**OBJETIVO DO EXERCÍCIO:**
Retome o texto sobre a classe trabalhadora italiana e o novo Governo, dando-lhe continuidade a partir da última frase.

Porém, a situação objetiva conduzirá, mais cedo ou mais tarde, a classe trabalhadora italiana a regressar às ruas em peso, independentemente da ausência de uma política de confrontação e de luta por parte daqueles que ocupam hoje as direções da esquerda. A classe trabalhadora e a juventude já deixaram clara a sua intenção de lutar. Vimo-lo através das numerosas mobilizações dirigidas pelo movimento das sardinhas em 20193 que refletiram a enorme raiva acumulada durante os últimos anos, e também as lutas e greves nas zonas industriais do norte do país e os protestos dos trabalhadores do setor da saúde, durante a pandemia. Fora do parlamento, a organização Poder ao Povo, está a arrastar consigo os setores combativos da esquerda, já criticou a formação do novo Governo e denunciou o seu caráter de classe.

Entradas de dados guardadas

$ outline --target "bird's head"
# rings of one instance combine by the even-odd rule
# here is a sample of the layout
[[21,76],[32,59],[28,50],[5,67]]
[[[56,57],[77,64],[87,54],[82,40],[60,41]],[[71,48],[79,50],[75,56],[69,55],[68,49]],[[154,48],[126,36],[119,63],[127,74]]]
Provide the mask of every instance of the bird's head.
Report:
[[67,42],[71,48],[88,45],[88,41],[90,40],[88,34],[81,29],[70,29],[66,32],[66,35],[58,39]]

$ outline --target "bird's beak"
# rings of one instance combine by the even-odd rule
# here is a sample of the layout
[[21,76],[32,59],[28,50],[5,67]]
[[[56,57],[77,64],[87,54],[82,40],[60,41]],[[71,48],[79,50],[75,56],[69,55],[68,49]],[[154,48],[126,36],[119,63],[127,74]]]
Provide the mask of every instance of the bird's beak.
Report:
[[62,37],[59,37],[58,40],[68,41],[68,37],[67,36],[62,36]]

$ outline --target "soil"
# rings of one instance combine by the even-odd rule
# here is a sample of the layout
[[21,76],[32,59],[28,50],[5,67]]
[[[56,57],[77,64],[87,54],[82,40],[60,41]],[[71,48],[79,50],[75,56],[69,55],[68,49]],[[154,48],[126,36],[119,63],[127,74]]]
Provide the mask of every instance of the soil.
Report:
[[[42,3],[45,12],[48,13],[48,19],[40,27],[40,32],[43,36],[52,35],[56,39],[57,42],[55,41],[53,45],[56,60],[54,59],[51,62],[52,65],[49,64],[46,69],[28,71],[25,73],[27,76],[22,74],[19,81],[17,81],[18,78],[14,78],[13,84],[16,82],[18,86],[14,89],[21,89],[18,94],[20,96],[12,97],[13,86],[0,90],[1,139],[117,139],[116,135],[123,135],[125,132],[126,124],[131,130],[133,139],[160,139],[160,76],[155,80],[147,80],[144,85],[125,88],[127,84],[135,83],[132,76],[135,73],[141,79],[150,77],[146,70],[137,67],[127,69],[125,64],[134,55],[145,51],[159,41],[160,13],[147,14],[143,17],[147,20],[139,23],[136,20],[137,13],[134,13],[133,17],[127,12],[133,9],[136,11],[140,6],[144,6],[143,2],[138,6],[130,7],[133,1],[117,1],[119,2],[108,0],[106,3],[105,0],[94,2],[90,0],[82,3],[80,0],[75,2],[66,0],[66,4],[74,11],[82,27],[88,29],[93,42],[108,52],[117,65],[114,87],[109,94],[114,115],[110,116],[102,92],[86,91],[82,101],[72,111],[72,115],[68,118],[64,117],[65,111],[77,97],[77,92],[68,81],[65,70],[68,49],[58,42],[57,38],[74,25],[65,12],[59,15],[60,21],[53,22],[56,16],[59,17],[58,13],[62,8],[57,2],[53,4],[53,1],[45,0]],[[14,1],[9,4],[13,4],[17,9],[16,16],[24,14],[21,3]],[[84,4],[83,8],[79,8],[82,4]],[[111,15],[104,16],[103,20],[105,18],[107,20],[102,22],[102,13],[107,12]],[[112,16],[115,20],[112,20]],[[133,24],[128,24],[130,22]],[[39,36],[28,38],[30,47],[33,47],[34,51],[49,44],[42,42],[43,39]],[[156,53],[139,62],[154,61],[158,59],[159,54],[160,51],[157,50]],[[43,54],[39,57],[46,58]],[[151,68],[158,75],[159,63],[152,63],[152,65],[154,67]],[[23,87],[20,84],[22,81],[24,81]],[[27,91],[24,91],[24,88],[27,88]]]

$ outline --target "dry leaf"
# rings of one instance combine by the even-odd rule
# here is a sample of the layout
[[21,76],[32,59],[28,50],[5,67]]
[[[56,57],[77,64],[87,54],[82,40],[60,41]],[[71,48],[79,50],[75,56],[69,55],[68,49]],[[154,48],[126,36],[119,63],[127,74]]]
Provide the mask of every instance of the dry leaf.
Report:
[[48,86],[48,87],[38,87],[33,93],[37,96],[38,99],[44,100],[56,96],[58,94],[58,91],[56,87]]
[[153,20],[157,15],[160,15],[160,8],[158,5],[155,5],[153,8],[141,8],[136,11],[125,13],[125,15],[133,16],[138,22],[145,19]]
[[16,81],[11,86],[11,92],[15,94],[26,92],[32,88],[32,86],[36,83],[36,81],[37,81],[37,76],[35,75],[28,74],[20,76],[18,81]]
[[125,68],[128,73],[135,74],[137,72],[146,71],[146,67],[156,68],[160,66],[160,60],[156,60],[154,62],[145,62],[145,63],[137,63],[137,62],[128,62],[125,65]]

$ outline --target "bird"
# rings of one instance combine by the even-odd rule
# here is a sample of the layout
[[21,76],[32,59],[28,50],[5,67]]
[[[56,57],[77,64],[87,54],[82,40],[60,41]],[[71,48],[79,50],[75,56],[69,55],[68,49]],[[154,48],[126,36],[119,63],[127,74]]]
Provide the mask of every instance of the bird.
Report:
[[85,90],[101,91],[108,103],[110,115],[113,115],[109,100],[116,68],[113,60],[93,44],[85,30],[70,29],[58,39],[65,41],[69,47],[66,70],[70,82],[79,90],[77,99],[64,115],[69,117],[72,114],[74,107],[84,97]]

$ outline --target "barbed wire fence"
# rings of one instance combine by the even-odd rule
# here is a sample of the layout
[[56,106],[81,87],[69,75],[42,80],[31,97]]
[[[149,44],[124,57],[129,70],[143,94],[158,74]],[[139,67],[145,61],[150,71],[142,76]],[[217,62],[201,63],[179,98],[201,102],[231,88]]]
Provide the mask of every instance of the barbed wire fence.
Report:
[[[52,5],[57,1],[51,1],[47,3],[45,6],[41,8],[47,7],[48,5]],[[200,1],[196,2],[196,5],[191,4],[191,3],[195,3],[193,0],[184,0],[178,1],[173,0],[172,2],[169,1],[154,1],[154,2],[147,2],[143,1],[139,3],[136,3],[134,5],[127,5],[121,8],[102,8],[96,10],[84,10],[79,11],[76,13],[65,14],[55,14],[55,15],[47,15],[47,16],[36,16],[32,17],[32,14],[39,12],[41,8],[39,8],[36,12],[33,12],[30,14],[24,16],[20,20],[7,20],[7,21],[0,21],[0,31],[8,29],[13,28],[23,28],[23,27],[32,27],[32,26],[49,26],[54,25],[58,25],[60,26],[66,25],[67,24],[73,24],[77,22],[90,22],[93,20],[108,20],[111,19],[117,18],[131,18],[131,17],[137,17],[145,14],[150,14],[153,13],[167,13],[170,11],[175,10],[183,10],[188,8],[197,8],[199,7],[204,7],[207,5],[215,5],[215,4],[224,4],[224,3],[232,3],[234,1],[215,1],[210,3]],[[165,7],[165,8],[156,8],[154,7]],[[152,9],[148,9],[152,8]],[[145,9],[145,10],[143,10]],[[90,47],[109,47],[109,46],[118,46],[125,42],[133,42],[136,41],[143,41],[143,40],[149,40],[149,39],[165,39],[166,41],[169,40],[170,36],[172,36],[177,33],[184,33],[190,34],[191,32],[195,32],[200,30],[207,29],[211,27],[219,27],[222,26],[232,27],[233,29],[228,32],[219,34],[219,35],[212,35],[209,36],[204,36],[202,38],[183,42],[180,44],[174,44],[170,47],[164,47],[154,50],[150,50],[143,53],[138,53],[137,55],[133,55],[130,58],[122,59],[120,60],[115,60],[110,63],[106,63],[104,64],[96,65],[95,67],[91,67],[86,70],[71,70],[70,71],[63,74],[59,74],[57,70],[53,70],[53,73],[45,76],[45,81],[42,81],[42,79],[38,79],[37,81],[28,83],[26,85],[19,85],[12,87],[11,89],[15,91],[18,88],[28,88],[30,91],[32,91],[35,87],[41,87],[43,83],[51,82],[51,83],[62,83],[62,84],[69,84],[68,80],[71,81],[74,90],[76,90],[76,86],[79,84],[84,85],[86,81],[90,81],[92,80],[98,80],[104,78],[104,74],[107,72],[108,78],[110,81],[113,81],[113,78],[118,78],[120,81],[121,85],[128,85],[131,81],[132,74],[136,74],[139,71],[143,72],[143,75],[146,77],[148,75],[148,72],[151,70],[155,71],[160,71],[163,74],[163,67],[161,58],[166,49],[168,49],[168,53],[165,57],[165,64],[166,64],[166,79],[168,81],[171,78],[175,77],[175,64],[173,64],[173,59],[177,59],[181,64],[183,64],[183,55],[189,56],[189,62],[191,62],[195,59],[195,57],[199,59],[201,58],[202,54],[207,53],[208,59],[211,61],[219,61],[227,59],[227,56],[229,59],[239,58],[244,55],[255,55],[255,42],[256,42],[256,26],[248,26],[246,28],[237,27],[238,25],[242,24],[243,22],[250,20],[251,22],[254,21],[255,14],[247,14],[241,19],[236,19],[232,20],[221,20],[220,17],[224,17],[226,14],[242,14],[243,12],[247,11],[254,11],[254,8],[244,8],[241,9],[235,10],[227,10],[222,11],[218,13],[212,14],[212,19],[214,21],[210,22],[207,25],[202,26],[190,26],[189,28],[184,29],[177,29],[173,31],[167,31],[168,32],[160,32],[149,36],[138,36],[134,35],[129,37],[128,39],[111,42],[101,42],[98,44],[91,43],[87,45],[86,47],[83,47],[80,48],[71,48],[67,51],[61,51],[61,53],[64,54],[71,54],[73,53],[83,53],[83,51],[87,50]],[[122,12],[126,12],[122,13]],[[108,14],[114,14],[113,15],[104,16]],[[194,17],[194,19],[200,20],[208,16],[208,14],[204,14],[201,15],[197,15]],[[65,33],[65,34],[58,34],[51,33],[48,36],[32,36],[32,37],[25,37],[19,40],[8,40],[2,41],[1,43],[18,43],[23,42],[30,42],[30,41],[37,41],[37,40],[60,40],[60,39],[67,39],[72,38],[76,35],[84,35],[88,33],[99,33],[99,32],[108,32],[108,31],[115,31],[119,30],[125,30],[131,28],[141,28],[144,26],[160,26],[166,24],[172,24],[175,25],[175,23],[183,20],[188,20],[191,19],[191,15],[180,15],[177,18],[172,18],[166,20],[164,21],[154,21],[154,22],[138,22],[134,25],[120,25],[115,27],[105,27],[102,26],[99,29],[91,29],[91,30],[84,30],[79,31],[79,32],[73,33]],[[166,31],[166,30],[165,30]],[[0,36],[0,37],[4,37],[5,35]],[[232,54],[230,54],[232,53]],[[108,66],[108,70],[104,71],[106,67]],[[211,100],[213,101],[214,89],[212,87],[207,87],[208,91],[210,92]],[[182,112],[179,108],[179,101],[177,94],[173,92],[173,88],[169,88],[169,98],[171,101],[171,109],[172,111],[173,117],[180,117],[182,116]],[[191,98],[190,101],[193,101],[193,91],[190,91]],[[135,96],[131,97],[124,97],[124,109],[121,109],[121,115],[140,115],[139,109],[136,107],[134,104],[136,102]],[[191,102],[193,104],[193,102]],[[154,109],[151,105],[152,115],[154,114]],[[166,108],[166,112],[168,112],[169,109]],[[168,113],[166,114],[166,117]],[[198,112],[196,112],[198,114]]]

**RESPOSTA:**
Há que erguer uma esquerda combativa, que denuncie a política de conciliação dos dirigentes sindicais e da esquerda reformista, que reivindique a necessidade de uma greve geral para travar os ataques (que não terminam), para reconquistar direitos e que exija um plano de resgate à saúde e à educação pública. Faz falta uma alternativa revolucionária, que se oponha à lógica deste sistema e defenda um programa realmente socialista, começando pela nacionalização dos setores estratégicos da economia sob o controlo democrático dos trabalhadores e trabalhadoras. 

 

1. Aliança eleitoral reformista, à esquerda do PD.

2. Cisão do PD liderada por Matteo Renzi.

3. Italia. Salvini puede ser derrotado con la lucha de masas y un programa revolucionario.